### Dataset records
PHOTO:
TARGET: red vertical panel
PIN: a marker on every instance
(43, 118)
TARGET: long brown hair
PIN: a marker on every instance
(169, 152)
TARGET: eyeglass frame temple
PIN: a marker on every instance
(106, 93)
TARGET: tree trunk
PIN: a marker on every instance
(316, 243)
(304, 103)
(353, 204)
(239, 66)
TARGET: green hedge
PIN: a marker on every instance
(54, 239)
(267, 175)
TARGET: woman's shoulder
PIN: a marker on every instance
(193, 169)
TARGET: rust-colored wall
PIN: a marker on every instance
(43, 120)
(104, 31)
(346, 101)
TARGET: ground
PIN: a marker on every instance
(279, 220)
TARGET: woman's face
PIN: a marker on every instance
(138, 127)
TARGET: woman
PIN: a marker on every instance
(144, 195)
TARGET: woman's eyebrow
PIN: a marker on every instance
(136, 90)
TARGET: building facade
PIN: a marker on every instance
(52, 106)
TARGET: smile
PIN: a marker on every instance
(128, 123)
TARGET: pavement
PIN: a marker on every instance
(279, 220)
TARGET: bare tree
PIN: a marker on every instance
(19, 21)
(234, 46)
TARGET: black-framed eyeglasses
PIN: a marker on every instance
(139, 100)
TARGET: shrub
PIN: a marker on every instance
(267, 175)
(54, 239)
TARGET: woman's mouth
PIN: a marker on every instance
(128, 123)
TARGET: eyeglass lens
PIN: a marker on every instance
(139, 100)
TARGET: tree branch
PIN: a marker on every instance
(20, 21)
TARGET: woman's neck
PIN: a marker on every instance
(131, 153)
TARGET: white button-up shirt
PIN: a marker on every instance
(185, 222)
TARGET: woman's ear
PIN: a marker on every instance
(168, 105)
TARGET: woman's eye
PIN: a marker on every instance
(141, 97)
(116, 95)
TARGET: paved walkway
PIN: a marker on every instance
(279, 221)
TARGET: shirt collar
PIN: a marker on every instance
######
What you need to do: Every record shown above must be echoed exactly.

Task result:
PHOTO:
TARGET: red vertical panel
PIN: a marker on every instance
(43, 118)
TARGET: long brown hair
PIN: a marker on every instance
(169, 152)
TARGET: eyeglass frame temple
PIN: a marker on every instance
(106, 93)
TARGET: tree trunk
PIN: a marker on every instance
(316, 243)
(304, 103)
(353, 204)
(239, 66)
TARGET: green hedge
PIN: a marker on every instance
(54, 239)
(267, 175)
TARGET: woman's shoulder
PIN: a marker on every instance
(193, 169)
TARGET: rust-colored wall
PIN: a marker on every instance
(43, 120)
(104, 31)
(346, 101)
TARGET: ground
PIN: a marker on every instance
(279, 220)
TARGET: woman's face
PIN: a marker on every instance
(138, 127)
TARGET: woman
PIN: a marker on every instance
(144, 195)
TARGET: woman's eyebrow
PIN: a marker on every instance
(136, 90)
TARGET: building facade
PIN: a marker on every instance
(52, 106)
TARGET: smile
PIN: a marker on every instance
(128, 123)
TARGET: pavement
PIN: a marker on every instance
(279, 220)
TARGET: bare tree
PIN: a marker on every instance
(19, 21)
(234, 46)
TARGET: black-framed eyeglasses
PIN: a marker on every instance
(139, 100)
TARGET: shrub
PIN: a marker on every instance
(267, 175)
(54, 239)
TARGET: woman's mouth
PIN: a marker on every instance
(128, 123)
TARGET: eyeglass lens
PIN: a marker on every instance
(139, 100)
TARGET: tree branch
PIN: a marker on every instance
(20, 21)
TARGET: woman's neck
PIN: a marker on every instance
(131, 153)
TARGET: white button-up shirt
PIN: a marker on every instance
(185, 222)
TARGET: woman's ear
PIN: a marker on every instance
(168, 105)
TARGET: woman's eye
PIN: a marker on every instance
(141, 97)
(116, 95)
TARGET: paved walkway
PIN: a marker on every instance
(279, 221)
TARGET: shirt collar
PIN: a marker on every instance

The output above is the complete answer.